### Task brief
Give back each record precisely, pictures excluded.

### Given data
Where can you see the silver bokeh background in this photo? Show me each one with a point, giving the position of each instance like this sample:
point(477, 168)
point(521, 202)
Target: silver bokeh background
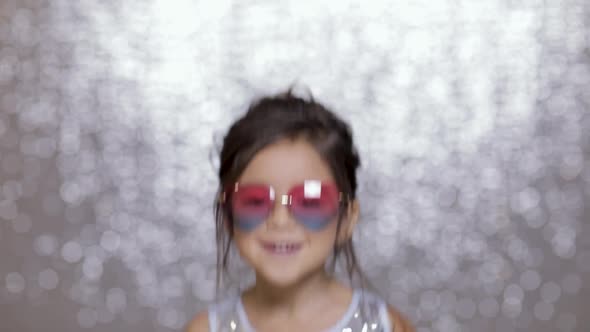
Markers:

### Task output
Where can you see the silver bokeh background in this photo? Show me each one with a point, giving the position of each instance like this sample:
point(477, 168)
point(521, 202)
Target: silver bokeh background
Markers:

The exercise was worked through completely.